■ PASSAGE PROVIDED ■
....

Ageing Without Knowing

Being a *** abuse victime in 2001 when I was 16 seems to have caused me to be mentally stuck on the same spot. And when my 2nd hospital mistreatment happened in 2020 i really start to lost track on my entire life. And almost have no memory of what happened in 2020.

And now in 2025, I am shocked that I was actually eligible for Skill Future Mid Career Credit. And I start asking myself how old am I? And the only memory I have on the surfac to goes way back to 2001. As if nothing has happened between 2001 to 2025. Although my 2020 trauma is bad, but I guess its bad enough for it to be hidden somewhere in my head so that I can function.

Sadly…in Singapore mental health and social service professionals outside of *** is badly trained when comes to handling and treating people with PTSD and CPTSD, many including a *** professor in psychiatrist assumed people will move on when they were told to and CPTSD and PTSD only happened when the victim encountered life and death events.

Really… If all mental health issues can be cured by just asking the sufferer to move on. I guess we all dont even need such professionals to exist.

How much I wish I am able to afford to seek better treatment in private practice, but still…being someone that use medifund, I guess all I can get is mental health and social service professional babysitting duty. Instead of proper treatment.

....

Reproduce the post word for word from "Ageing Without Knowing" to "I can function.". Draw only on the post above and nothing else.

■ SOURCE MATERIAL ■
....

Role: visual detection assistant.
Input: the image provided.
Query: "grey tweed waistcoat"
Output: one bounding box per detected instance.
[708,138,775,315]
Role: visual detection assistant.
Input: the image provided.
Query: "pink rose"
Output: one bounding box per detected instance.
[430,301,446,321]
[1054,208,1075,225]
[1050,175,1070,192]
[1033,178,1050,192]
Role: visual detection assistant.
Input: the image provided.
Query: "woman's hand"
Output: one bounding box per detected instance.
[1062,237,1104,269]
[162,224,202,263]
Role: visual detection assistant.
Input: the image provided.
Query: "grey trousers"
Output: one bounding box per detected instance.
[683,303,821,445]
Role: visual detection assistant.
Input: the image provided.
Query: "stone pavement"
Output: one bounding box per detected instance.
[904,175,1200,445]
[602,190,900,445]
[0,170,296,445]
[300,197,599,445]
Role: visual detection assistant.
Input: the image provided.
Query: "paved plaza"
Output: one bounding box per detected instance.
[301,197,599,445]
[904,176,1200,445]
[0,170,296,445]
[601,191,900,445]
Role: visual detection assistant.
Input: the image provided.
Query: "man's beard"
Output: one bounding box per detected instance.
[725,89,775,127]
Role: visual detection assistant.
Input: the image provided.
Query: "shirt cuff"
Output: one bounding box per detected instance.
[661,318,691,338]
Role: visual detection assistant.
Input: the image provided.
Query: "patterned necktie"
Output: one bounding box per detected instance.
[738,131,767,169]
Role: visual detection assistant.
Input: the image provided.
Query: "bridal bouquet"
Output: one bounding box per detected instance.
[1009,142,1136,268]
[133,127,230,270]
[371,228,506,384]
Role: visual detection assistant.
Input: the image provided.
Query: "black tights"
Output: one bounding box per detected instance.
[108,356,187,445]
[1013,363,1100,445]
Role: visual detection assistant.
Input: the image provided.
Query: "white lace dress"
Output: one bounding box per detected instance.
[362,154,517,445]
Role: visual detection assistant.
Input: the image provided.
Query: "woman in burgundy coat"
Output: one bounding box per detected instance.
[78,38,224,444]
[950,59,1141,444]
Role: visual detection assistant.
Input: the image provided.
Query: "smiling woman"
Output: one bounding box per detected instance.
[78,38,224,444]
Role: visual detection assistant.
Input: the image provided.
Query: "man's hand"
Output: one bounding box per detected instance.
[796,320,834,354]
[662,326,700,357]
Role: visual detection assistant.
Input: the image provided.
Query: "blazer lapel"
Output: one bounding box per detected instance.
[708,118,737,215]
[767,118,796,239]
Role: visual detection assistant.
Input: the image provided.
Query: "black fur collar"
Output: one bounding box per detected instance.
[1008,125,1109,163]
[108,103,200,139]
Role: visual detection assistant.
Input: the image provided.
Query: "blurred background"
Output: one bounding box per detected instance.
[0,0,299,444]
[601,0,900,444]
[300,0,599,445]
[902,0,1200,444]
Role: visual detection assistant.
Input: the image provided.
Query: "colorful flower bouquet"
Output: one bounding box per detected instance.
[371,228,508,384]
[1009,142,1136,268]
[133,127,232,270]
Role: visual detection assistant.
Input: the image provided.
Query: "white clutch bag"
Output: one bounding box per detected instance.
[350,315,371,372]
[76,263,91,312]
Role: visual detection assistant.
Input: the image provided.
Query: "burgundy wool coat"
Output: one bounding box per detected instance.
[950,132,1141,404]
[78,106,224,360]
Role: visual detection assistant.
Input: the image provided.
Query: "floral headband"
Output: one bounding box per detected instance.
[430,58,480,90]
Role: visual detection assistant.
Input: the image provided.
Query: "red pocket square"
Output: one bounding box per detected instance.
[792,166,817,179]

....

■ ANSWER TO THIS PROBLEM ■
Ageing Without Knowing

Being a *** abuse victime in 2001 when I was 16 seems to have caused me to be mentally stuck on the same spot. And when my 2nd hospital mistreatment happened in 2020 i really start to lost track on my entire life. And almost have no memory of what happened in 2020.

And now in 2025, I am shocked that I was actually eligible for Skill Future Mid Career Credit. And I start asking myself how old am I? And the only memory I have on the surfac to goes way back to 2001. As if nothing has happened between 2001 to 2025. Although my 2020 trauma is bad, but I guess its bad enough for it to be hidden somewhere in my head so that I can function.